TO-DO LIST -
A: Answer these about the article on the U.S. economy in August:
(i) How many indicators improved in August, and how many improved in July?
(ii) Which economic metric does the article call very worrying in August?
(iii) What happened to the unemployment rate?
B: Extend the article on the U.S. economy in August, picking up after its last sentence.

PAGE EXCERPT -
Confidence plummeted in August, but the economy mostly moved sideways after a slightly better July
The U.S. may not be in a double dip yet, but Americans sure think it is. Although August was another extremely weak month for the recovery, the big drop in consumer and business sentiment didn't match the economy's essentially sideways movement during the month. While the picture looked pretty gloomy in August, it still appeared better than in June.
Let's begin by looking at some of the most important numbers. Here's a chart that I create each month with 15 major indicators. For each I color code the metric's verdict and the trend's direction (click to enlarge):
Rather than consider each of these four groups individually, it might be more useful look at the overall balance of good and bad.
August vs. July
Looking at direction alone, August definitely appears worse than July. In August, just five indicators improved, while eight got better in July. For "change of direction," the results were even uglier: a mere three trends showed optimistic results in August, while twice as many were more promising in July.
But this should be taken in context. July happened to be a relatively good month. The economy had been clearly worsening from April through June. It appeared to reverse course somewhat in July, as spending rose and confidence ticked up. So some of the relatively worse results you see in August were still better than in June.
The very worrying economic metric we saw in August was sentiment. Consumer confidence fell drastically to levels more consistent with recession than recovery. Small business sentiment also continued its painful march downward.
On some level, this is understandable. Hiring has been weak to nonexistent, and Americans are frustrated. Incomes have also been stagnant. The housing market continues to struggle. August was also a rotten and volatile month for stocks. Consumers and business are not pleased.
More Flat Than Down
As mentioned, red engulfs the data shown above. That looks bad, but if you consider the chart more quantitatively, then you'll see that it's showing several indicators as more flat than down. For example, consumer spending's decline was virtually negligible. The percentage decline in real disposable income also rounds to zero. The same could be said for the small drop in durable goods orders. The unemployment rate was completely flat.

GIVEN ENTRIES -
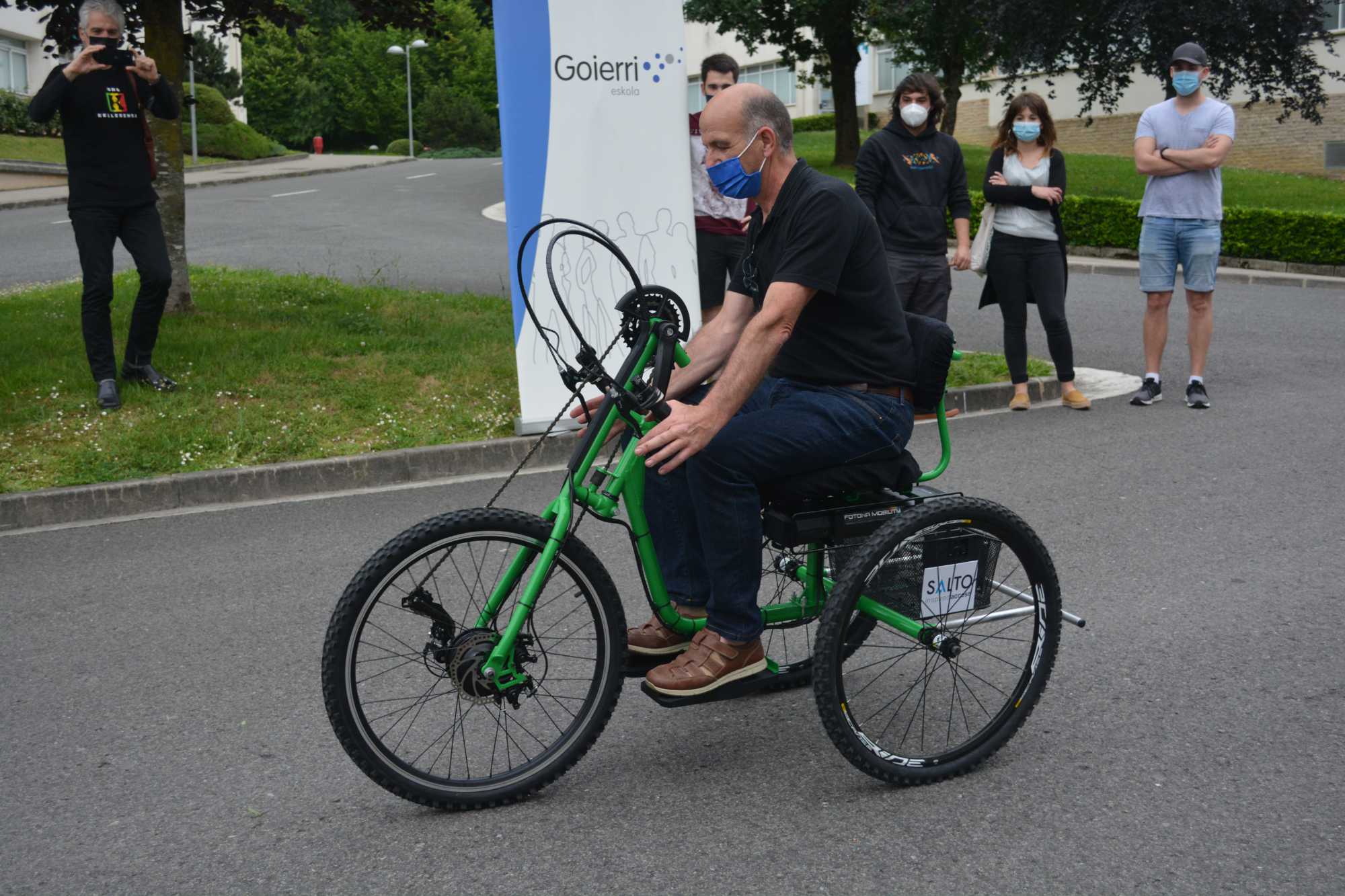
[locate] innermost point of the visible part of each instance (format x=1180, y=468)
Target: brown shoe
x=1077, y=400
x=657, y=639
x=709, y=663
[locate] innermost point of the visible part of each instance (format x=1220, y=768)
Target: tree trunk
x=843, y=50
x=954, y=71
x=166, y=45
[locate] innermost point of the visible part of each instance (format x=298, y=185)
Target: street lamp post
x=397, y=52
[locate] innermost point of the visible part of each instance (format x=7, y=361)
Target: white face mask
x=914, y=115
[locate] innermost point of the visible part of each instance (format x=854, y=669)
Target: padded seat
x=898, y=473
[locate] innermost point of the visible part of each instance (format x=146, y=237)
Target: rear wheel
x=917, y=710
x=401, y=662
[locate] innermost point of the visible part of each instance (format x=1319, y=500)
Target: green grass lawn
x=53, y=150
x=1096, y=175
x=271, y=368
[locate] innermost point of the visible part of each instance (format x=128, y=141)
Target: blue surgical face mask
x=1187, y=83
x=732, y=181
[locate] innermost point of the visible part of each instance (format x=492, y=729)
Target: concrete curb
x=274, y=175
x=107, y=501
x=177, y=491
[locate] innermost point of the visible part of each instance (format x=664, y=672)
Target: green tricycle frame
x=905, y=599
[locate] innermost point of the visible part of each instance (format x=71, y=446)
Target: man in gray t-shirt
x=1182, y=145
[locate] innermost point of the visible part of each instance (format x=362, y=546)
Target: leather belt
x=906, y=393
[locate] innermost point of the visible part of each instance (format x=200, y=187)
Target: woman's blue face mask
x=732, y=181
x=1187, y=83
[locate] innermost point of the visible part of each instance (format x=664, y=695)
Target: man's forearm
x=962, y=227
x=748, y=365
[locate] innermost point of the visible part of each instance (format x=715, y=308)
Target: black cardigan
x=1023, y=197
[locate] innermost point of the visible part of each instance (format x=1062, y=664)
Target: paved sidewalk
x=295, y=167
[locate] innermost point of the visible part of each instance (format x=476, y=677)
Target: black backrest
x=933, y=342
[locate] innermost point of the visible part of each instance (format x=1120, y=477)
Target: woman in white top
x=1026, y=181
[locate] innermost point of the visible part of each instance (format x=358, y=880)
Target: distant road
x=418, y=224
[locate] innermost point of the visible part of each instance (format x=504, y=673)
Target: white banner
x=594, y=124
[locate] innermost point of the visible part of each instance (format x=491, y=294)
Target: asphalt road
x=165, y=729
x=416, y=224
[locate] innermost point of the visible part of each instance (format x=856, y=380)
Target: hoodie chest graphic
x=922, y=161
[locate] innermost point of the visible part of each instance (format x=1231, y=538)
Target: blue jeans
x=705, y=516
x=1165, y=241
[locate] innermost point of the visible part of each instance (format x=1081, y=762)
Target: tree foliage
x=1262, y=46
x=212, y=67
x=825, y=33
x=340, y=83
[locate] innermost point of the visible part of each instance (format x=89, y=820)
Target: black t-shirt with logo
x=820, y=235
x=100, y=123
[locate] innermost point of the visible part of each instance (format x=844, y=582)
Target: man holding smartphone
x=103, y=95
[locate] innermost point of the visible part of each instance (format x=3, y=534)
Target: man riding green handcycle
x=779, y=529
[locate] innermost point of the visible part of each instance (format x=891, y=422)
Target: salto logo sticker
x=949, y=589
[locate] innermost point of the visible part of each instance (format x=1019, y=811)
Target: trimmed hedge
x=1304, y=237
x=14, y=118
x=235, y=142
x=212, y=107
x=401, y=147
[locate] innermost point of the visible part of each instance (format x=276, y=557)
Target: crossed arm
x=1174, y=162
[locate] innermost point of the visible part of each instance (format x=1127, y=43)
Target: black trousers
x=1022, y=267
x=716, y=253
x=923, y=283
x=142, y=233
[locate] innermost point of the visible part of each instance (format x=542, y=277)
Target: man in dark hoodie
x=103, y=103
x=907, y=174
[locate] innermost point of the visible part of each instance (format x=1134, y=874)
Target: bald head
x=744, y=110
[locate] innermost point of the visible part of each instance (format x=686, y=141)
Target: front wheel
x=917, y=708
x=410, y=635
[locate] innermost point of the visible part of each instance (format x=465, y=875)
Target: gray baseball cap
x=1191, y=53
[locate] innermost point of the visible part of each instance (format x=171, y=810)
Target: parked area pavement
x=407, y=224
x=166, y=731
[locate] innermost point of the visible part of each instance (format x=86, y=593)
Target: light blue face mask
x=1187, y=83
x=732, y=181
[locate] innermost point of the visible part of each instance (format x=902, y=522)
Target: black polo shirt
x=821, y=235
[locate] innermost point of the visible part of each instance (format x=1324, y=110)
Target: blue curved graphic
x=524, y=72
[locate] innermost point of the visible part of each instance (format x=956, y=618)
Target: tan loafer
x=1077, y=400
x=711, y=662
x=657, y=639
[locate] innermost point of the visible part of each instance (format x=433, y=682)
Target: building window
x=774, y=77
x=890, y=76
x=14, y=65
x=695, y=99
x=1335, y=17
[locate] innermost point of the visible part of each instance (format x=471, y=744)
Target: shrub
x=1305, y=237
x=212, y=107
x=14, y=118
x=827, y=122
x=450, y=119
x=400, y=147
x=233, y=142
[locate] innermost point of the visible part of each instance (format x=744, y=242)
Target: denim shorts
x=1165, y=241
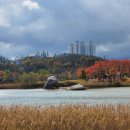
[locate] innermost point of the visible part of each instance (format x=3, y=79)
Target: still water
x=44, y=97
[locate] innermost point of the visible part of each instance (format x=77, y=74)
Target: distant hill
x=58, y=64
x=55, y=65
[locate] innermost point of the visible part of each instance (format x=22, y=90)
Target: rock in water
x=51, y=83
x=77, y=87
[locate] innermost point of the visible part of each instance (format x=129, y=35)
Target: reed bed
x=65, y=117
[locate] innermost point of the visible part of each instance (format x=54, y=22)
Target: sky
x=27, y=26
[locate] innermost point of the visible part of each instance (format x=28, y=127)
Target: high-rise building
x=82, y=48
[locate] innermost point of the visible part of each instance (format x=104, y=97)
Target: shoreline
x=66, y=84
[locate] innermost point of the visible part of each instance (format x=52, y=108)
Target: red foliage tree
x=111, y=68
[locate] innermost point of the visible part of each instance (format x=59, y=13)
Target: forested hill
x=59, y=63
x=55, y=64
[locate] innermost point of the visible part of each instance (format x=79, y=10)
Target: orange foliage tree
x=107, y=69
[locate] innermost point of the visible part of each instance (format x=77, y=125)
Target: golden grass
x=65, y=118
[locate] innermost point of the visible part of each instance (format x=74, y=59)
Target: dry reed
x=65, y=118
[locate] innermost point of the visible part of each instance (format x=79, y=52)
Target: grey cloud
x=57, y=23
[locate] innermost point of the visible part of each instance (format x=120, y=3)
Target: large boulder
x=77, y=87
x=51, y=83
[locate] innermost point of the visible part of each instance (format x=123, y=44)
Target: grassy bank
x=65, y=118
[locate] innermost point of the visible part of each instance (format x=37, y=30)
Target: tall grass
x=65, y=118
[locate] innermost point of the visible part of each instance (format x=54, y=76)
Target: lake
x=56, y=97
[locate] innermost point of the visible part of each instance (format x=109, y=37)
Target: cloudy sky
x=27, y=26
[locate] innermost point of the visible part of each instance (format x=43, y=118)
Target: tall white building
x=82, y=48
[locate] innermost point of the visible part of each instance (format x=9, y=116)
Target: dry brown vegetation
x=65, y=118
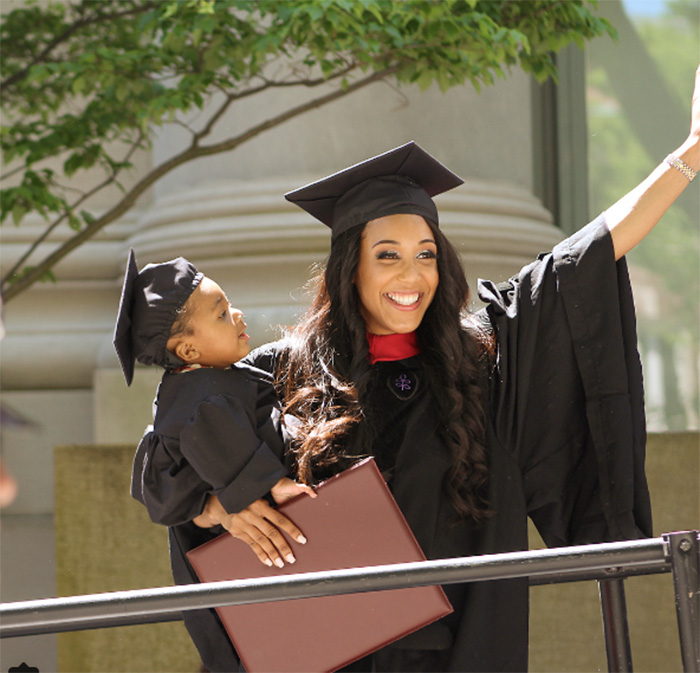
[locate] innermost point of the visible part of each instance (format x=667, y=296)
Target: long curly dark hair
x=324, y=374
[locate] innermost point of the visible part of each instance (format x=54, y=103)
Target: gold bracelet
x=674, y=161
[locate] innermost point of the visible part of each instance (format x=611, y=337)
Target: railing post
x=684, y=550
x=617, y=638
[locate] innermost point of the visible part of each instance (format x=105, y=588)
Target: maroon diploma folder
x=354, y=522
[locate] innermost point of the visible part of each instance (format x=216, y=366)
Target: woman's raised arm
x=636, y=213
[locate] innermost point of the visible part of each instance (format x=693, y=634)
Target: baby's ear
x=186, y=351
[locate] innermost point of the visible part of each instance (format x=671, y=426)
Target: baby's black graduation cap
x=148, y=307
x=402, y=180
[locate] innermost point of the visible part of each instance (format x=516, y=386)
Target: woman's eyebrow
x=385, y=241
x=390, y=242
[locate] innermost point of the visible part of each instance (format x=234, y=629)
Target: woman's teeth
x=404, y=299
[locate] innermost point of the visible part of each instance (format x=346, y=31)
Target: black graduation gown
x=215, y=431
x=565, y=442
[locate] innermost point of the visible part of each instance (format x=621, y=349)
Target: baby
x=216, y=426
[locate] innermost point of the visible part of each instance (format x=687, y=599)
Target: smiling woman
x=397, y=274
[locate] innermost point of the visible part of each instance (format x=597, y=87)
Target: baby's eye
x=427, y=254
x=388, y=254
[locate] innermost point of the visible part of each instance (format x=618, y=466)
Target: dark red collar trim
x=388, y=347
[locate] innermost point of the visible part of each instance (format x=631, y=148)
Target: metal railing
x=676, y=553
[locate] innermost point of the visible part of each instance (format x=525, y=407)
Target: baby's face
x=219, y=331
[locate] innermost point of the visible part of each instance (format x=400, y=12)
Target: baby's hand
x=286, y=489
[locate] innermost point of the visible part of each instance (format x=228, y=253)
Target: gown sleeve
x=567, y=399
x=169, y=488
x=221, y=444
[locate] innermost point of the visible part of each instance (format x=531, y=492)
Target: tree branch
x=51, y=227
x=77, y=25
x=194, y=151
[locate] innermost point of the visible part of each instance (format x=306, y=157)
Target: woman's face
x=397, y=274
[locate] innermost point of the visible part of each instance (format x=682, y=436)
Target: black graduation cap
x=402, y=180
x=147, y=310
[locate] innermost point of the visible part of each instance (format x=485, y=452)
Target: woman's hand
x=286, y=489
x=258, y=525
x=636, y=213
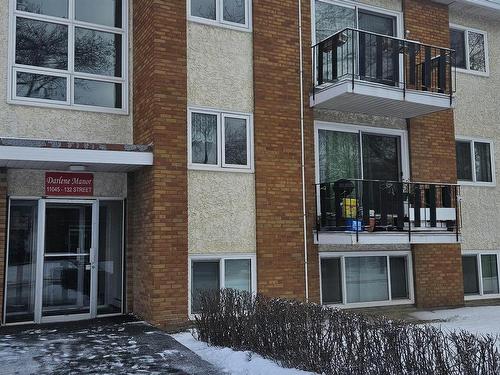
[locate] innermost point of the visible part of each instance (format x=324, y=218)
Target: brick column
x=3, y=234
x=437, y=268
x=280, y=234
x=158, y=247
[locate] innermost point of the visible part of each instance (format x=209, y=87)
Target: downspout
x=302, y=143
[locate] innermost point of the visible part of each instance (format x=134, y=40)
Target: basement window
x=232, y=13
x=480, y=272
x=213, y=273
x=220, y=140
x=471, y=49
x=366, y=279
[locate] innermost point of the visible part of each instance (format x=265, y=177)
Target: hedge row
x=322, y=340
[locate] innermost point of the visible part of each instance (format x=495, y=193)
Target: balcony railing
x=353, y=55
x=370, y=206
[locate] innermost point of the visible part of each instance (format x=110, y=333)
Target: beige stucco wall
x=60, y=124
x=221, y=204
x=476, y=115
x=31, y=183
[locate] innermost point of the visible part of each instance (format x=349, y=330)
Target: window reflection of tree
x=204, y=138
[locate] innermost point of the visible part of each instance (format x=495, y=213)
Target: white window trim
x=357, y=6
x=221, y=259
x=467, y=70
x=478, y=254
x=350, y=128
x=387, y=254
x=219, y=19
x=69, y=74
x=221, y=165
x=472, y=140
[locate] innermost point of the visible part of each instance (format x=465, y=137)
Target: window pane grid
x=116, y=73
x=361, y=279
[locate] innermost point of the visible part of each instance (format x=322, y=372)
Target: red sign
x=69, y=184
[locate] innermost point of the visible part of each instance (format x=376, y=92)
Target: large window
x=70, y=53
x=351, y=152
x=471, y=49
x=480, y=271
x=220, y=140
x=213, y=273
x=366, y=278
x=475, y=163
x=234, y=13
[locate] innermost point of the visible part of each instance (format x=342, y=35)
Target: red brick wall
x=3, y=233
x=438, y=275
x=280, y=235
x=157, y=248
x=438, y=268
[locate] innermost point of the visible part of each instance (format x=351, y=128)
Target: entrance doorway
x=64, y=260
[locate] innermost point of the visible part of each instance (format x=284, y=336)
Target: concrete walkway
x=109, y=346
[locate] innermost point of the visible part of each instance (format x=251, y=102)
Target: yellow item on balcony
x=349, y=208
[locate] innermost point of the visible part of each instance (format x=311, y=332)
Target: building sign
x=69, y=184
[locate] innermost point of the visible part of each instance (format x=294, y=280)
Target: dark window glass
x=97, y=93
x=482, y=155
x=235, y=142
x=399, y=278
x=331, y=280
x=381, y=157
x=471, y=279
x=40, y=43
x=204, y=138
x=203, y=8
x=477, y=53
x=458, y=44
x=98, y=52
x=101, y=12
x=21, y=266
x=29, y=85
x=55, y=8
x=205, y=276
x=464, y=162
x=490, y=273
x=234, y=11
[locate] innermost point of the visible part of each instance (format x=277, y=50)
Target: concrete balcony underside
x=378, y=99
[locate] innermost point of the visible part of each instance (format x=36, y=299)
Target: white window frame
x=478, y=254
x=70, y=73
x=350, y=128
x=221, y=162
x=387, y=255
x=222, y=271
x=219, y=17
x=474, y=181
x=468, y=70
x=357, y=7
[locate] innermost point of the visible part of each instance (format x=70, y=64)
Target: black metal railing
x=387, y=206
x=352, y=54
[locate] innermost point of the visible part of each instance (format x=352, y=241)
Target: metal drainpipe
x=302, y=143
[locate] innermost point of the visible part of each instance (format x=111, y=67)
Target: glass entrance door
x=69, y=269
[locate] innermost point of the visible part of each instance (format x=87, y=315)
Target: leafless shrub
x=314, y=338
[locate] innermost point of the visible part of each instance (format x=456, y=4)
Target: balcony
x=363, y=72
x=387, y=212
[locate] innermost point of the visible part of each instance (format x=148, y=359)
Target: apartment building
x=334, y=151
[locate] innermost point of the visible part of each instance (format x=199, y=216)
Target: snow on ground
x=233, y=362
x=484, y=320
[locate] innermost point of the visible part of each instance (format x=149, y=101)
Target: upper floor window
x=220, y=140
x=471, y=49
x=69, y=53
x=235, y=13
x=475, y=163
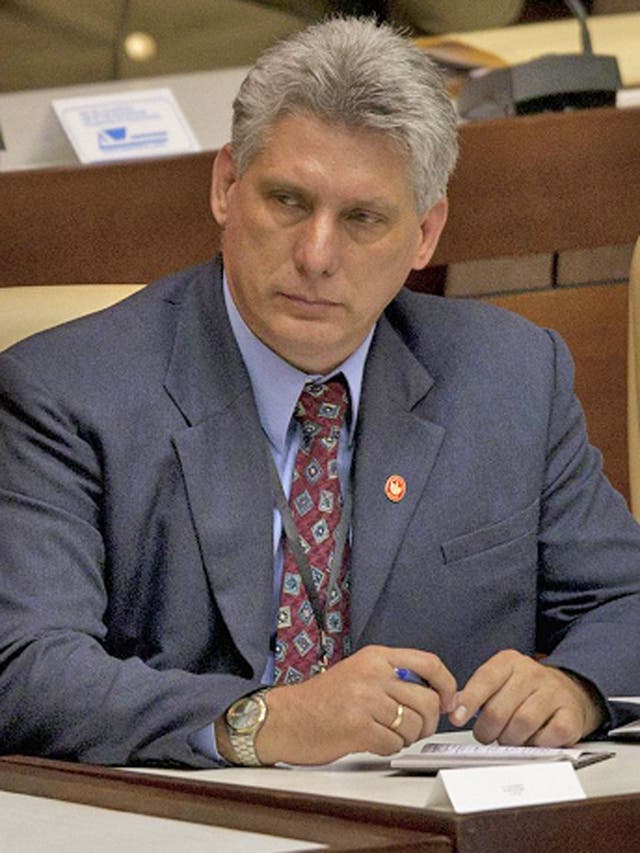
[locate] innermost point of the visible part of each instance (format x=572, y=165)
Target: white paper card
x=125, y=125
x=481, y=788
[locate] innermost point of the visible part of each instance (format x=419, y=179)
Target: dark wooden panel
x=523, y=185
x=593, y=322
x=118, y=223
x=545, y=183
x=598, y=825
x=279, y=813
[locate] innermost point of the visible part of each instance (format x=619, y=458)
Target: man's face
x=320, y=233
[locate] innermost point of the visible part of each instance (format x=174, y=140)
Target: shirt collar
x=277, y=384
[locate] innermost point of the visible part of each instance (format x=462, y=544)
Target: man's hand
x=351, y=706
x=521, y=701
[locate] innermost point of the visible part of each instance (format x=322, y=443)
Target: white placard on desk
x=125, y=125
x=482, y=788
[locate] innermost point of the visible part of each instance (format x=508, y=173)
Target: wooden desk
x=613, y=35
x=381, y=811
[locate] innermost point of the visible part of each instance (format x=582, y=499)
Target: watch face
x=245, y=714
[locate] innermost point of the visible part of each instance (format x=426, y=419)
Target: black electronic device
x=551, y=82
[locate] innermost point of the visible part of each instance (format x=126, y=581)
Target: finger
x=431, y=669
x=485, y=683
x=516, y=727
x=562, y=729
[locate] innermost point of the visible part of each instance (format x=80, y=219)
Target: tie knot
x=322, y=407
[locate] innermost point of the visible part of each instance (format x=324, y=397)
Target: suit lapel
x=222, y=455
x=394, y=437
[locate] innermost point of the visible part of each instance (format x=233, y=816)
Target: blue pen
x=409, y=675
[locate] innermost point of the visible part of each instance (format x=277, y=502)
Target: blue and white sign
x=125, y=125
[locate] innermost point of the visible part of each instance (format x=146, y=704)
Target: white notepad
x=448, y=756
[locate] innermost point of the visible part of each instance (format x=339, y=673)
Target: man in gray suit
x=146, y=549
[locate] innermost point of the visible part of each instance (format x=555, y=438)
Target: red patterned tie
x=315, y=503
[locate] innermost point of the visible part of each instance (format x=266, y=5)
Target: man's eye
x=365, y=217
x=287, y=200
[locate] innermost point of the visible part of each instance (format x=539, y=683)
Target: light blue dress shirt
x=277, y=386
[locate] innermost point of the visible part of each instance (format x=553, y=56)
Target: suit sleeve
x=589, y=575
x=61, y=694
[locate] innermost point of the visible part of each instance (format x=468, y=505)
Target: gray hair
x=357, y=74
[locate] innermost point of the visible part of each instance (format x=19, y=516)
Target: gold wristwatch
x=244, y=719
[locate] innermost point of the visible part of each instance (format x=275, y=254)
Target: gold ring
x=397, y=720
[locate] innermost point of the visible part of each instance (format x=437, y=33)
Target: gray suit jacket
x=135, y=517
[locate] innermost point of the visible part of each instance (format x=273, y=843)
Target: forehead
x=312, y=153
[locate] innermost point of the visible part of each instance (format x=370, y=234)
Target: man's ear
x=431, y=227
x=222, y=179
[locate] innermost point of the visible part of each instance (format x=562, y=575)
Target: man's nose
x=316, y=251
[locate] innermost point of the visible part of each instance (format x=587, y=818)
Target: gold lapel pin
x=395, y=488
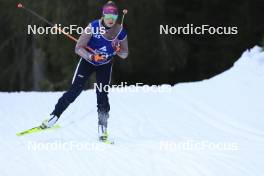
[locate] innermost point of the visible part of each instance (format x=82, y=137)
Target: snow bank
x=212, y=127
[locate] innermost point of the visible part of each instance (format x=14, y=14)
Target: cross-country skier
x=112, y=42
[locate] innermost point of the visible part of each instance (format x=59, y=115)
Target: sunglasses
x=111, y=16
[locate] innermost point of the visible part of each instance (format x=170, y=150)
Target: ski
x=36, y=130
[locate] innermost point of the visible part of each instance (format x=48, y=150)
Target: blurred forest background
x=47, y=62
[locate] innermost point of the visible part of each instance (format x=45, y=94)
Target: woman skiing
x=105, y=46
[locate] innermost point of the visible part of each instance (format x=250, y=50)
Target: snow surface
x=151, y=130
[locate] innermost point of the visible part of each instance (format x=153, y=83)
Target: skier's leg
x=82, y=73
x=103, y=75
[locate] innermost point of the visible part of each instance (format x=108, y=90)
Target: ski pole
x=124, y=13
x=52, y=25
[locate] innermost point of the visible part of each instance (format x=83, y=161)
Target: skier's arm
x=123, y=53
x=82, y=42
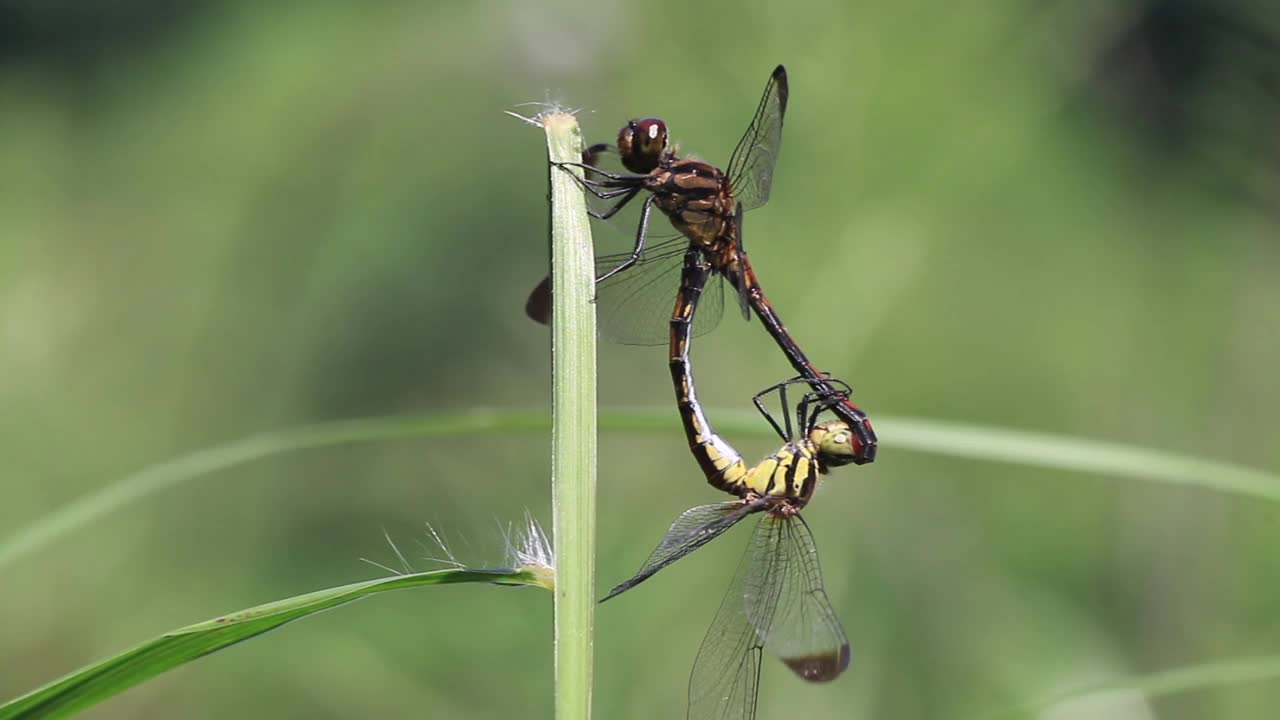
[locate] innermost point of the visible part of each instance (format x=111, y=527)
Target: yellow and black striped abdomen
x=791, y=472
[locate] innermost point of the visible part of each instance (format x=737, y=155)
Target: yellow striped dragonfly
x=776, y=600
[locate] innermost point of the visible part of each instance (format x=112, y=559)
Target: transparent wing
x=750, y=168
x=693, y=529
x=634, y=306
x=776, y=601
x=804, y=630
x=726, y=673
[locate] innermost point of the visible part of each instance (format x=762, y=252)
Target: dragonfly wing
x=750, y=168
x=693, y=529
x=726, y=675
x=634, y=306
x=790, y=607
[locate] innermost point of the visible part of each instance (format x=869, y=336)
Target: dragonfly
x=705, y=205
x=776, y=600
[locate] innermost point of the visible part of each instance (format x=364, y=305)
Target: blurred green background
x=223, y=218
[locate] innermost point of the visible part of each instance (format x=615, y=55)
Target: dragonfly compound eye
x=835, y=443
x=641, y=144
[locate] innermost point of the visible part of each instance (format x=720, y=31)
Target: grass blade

TASK-BY-TASK RESULTS -
A:
(i) Five in August and eight in July.
(ii) Sentiment.
(iii) It was completely flat.

B:
Then, a few results cancel each other out. New home sales were down, but existing sales were up. Foreclosure activity picked up, but this is more an indicator that banks are taking more action to foreclose than more borrowers struggling.
The Even Bigger Picture
Here's another chart with some additional indicators. Most of these are harder to judge with a simple "good" or "bad" verdict, so no color-coding is provided:
You can see that the increase in prices was modest. So inflation probably didn't have too detrimental an effect on consumers in August -- but they also didn't get much relief from high prices. While we saw gasoline tick down a bit, other commodity prices rose.
Meanwhile, interest rates continued to fall. Credit being so cheap should be a good thing for the economy, if businesses and consumers bother using it.
But the global picture worsened a bit during the month. Credit default swap spreads on sovereign debt widened in many cases, indicating that investors are more worried about the global economy. Though CDS spreads did tighten for a few nations, including the U.S. -- since it fixed the debt ceiling problem.
Where We're Headed
This analysis is somewhat backwards looking, since it considers August's data. Most of September's results aren't available yet, however, so it's the best we've got. August was clearly another bad month. But the fundamentals of the economy didn't look that much worse than they did in July, which was an improvement over June.
The big problem is sentiment. Expecting recession can create a self-fulfilling prophecy. If Americans' spending begins to match their pessimism, then the economy could begin contracting again.
Notes/Disclaimers about the matrices above:
- This is by no means completely exhaustive, but it does take into account many important statistics.
- This represents a somewhat quantitative summary, but no weighting has been used to create an economic index, so the reader can decide how important each statistic is for himself or herself.
- There is some overlap.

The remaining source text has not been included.